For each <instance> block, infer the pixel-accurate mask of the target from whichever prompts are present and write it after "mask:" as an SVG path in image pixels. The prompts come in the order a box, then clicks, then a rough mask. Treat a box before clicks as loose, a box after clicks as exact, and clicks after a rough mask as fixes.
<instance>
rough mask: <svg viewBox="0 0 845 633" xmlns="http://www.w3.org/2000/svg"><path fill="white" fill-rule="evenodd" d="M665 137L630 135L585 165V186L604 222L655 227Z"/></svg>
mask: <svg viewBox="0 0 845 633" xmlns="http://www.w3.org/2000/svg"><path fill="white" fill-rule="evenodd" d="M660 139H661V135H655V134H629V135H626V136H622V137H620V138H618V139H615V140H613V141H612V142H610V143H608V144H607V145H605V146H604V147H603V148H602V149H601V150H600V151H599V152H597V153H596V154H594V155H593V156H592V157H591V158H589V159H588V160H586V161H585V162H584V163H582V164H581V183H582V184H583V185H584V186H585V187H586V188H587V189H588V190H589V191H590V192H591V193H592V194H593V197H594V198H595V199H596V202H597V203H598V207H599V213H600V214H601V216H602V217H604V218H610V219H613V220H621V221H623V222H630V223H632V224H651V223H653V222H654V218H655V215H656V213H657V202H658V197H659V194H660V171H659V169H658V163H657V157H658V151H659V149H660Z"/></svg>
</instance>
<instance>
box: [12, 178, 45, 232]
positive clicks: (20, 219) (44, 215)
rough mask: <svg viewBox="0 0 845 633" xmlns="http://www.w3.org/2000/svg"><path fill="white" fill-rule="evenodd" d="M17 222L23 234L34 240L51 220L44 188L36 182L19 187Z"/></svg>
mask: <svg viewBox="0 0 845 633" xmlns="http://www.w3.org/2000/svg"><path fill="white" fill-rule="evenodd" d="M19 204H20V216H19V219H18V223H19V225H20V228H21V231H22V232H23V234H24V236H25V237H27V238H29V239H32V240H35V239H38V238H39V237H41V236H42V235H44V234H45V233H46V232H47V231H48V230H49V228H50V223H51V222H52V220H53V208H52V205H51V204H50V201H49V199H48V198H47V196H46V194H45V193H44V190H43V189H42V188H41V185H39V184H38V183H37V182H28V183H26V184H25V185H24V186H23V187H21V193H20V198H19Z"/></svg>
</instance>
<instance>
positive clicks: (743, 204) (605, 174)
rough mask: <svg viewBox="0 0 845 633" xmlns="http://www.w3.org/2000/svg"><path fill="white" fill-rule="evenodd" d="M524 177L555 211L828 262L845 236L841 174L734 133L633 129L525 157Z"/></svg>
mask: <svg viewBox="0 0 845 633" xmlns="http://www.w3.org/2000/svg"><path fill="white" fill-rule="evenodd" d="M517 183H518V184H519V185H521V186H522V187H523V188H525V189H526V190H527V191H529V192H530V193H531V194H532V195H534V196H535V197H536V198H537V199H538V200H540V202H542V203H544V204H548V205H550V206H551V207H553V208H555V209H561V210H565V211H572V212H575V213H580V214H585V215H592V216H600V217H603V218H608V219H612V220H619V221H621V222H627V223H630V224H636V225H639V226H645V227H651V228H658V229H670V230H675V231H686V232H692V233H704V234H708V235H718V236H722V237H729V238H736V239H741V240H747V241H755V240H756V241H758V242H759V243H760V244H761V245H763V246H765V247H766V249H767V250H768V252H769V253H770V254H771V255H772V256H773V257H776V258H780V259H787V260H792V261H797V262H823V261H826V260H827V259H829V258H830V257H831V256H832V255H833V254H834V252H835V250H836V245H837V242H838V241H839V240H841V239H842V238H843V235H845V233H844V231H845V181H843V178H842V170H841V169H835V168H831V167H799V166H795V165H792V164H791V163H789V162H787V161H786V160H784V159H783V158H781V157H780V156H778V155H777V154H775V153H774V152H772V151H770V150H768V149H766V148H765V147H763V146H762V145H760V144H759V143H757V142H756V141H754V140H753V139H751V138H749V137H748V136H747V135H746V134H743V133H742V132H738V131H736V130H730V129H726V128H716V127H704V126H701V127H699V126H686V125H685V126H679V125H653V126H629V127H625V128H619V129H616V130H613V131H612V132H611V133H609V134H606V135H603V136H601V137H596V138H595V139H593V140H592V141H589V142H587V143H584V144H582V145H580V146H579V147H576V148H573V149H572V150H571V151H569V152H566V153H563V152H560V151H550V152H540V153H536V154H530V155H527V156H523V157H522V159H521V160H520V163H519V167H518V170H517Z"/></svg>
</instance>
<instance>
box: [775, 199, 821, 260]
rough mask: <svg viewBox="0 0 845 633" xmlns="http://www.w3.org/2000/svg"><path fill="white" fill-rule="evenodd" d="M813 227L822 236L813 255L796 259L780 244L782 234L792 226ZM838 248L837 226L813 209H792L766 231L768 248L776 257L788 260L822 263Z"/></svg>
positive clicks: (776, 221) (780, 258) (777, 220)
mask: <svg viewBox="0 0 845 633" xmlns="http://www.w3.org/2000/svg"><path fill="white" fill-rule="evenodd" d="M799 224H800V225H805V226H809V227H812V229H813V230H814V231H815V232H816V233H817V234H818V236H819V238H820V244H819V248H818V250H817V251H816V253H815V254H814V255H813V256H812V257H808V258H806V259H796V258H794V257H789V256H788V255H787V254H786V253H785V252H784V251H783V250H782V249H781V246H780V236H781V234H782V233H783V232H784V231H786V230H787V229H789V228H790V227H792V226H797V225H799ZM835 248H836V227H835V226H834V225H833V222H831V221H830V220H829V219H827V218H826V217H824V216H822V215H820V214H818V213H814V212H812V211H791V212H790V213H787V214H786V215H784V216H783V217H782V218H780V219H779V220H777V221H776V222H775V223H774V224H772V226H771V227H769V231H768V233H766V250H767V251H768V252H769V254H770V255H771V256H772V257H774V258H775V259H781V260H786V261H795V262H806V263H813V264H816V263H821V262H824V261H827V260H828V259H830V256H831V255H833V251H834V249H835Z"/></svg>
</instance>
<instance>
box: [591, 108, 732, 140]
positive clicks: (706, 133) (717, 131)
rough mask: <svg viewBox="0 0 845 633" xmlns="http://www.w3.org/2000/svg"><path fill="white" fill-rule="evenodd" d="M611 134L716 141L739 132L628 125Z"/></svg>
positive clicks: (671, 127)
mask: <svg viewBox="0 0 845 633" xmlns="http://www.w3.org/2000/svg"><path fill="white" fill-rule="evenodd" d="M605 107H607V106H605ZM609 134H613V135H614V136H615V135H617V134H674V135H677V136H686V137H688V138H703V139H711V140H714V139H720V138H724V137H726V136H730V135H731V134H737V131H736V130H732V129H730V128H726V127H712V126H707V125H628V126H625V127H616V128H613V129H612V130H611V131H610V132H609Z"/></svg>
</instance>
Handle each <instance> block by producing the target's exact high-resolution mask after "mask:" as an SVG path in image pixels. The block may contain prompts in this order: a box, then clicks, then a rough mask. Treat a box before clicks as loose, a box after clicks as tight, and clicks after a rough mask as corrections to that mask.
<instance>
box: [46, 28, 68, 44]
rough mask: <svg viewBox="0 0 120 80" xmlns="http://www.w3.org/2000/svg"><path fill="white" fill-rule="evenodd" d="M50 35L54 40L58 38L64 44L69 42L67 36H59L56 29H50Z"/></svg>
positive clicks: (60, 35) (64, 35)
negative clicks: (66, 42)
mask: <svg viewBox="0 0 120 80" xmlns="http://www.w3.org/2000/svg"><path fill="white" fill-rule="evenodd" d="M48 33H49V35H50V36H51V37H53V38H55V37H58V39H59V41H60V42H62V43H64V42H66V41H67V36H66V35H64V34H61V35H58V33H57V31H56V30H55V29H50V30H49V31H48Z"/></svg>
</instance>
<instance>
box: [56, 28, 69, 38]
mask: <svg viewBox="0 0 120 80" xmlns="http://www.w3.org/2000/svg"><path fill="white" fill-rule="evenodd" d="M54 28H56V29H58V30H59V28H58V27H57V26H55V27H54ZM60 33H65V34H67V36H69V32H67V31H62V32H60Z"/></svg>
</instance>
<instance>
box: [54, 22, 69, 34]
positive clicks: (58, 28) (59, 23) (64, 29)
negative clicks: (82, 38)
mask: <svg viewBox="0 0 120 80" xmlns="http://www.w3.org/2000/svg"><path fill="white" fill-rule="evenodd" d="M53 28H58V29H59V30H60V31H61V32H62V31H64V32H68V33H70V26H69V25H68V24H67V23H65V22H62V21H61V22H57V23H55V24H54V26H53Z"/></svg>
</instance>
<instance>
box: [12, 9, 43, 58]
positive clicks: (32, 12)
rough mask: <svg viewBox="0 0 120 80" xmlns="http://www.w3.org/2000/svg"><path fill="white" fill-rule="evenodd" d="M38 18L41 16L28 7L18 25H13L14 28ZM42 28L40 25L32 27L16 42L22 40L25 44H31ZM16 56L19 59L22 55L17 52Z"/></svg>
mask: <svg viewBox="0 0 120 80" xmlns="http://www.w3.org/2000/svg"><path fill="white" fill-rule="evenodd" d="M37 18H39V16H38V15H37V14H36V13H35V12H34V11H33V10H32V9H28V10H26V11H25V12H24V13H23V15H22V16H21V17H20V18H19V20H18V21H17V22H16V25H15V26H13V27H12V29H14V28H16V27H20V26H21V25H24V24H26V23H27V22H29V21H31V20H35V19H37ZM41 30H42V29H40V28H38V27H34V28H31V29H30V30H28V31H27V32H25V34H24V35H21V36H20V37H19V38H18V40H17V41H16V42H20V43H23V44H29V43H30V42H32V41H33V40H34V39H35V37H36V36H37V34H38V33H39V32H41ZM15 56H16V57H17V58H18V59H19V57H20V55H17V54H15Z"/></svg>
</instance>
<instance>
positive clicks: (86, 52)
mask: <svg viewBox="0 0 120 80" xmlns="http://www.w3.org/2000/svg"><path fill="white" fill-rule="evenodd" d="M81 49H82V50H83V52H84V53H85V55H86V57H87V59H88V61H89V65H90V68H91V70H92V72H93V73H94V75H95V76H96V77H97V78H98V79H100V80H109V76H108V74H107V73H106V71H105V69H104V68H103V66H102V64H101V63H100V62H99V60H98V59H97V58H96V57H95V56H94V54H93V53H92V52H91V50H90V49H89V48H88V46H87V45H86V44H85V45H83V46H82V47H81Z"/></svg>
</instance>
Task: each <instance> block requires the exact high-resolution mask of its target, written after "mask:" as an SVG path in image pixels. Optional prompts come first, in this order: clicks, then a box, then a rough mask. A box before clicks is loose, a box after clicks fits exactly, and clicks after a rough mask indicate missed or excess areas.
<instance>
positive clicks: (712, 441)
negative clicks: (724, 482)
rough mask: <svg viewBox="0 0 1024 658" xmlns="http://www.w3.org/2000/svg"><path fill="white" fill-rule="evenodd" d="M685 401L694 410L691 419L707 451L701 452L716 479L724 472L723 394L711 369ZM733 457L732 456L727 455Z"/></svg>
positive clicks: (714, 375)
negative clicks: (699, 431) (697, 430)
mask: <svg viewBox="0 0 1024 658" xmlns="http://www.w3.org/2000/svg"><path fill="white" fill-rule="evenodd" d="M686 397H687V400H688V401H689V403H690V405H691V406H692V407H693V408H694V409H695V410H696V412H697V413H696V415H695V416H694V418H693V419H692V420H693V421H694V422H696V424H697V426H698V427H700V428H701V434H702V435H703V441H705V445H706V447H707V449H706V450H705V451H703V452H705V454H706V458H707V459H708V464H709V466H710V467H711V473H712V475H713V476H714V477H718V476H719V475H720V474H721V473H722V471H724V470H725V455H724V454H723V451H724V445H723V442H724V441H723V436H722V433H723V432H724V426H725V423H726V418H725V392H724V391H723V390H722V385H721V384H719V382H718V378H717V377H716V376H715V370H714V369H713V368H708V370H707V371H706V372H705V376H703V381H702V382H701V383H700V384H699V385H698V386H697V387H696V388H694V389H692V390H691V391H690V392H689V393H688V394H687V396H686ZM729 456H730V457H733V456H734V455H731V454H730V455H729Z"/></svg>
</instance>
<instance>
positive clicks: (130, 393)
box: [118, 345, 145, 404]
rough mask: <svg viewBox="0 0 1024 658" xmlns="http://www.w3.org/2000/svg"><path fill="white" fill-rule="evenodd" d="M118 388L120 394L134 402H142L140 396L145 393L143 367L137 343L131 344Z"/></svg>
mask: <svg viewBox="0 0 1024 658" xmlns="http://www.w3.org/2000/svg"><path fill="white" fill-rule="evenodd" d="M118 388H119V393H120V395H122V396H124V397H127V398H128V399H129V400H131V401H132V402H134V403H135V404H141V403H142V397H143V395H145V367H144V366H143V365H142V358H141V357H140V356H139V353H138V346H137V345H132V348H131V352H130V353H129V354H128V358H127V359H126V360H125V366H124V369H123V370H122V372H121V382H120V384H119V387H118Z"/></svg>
══════════════════════════════
_YOUR INSTRUCTIONS:_ Copy out only the lines of the records above from the one with "134L716 141L739 132L628" through the one with "35L54 40L58 38L64", exactly as they stand, both included.

_EXERCISE ANSWER:_
rough mask: <svg viewBox="0 0 845 633" xmlns="http://www.w3.org/2000/svg"><path fill="white" fill-rule="evenodd" d="M611 134L716 141L739 132L628 125Z"/></svg>
positive clicks: (671, 127)
mask: <svg viewBox="0 0 845 633" xmlns="http://www.w3.org/2000/svg"><path fill="white" fill-rule="evenodd" d="M605 107H607V106H605ZM609 134H613V135H614V136H615V135H617V134H674V135H677V136H686V137H688V138H703V139H711V140H714V139H720V138H724V137H726V136H730V135H731V134H737V131H736V130H732V129H730V128H726V127H712V126H707V125H628V126H625V127H616V128H613V129H612V130H611V131H610V132H609Z"/></svg>
</instance>
Handle each <instance> block by producing the target's exact high-resolution mask after "mask:" as an SVG path in image pixels. The block may contain prompts in this order: a box, then clicks, then a rough mask. Treat a box before clicks as loose, a box after clicks as tight, and clicks after a rough mask as corrections to that mask.
<instance>
box: [46, 28, 68, 44]
rough mask: <svg viewBox="0 0 120 80" xmlns="http://www.w3.org/2000/svg"><path fill="white" fill-rule="evenodd" d="M50 35L54 40L58 38L64 44L69 42L67 36H59L56 29H50Z"/></svg>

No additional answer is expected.